BEGIN SUPPLIED DATA
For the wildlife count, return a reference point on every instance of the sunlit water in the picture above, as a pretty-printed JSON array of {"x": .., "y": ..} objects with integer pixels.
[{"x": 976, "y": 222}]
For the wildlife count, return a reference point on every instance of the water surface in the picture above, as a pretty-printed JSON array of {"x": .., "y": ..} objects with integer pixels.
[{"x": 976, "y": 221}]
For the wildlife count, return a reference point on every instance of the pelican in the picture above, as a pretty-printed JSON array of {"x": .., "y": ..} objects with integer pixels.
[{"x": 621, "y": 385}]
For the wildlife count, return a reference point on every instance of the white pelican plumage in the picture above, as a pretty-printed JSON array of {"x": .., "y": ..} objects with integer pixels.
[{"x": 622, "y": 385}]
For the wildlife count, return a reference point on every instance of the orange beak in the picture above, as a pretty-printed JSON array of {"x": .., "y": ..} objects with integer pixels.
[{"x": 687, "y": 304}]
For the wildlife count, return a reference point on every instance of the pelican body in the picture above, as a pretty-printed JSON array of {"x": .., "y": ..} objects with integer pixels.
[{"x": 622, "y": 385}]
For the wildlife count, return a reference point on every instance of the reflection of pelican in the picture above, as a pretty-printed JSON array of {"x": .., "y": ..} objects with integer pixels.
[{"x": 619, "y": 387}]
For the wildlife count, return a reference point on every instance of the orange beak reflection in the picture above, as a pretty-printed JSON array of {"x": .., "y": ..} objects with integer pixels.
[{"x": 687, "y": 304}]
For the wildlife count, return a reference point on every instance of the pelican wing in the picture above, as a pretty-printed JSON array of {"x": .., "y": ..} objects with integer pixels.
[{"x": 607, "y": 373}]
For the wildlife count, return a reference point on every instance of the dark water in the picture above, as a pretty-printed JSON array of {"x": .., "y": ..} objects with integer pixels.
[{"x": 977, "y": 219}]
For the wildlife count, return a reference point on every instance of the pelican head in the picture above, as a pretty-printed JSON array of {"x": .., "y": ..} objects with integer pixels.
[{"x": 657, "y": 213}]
END SUPPLIED DATA
■ **WHAT TO DO**
All entries must be repeated verbatim.

■ **EXERCISE RESULT**
For the wildlife count, return a reference point on every instance of the sunlit water in the picture above, as a pretty-printed JSON array of {"x": .., "y": ..} objects with integer pixels.
[{"x": 976, "y": 222}]
For the wildlife count, return a reference point on every instance of the water surface in the picture above, as a pretty-printed JSON array of {"x": .., "y": ..} objects with integer pixels.
[{"x": 976, "y": 221}]
For the wildlife count, return a reference point on every instance of the pelican in the picture above, as a pretty-printed JSON array of {"x": .., "y": ..} objects with integer pixels.
[{"x": 621, "y": 385}]
For the wildlife count, return a reference point on every instance of the white pelican plumage in the picture above, as a pretty-printed JSON array of {"x": .., "y": ..} objects with integer pixels.
[{"x": 622, "y": 385}]
For the wildlife count, return a reference point on every instance of the orange beak in the picture above, as a pretty-printed JSON array of {"x": .., "y": ..} objects with integer pixels.
[{"x": 687, "y": 304}]
For the wildlife count, return a reference point on every instance of the pelican body in the picture above, as a pretty-printed JSON array of {"x": .., "y": ..} objects with integer pixels.
[{"x": 622, "y": 385}]
For the wildlife count, return a reference point on every instance of the reflection of pelican in the picture above, as a pretty-printed JSON array of {"x": .., "y": ..} objects with integer pixels.
[{"x": 619, "y": 387}]
For the wildlife count, return a reference point on every instance of the orange beak reflection in the picture above, as a pretty-printed JSON array of {"x": .., "y": ..} objects with integer pixels.
[{"x": 687, "y": 304}]
For the wildlife count, return a reference point on every instance of the pelican wing in the picture above, as a pretty-printed JSON array of {"x": .., "y": ..} objects with integer pixels.
[{"x": 607, "y": 373}]
For the wildlife count, return a reference point on every instance of the dark water in the picture above, as a pretty-printed JSON array of {"x": .., "y": ..} objects with integer pixels.
[{"x": 977, "y": 219}]
For the wildlife count, return a reference point on every instance of the pelican head in the picture above, as a pretty-printed JSON array of {"x": .., "y": ..} objects with integer pixels.
[{"x": 657, "y": 213}]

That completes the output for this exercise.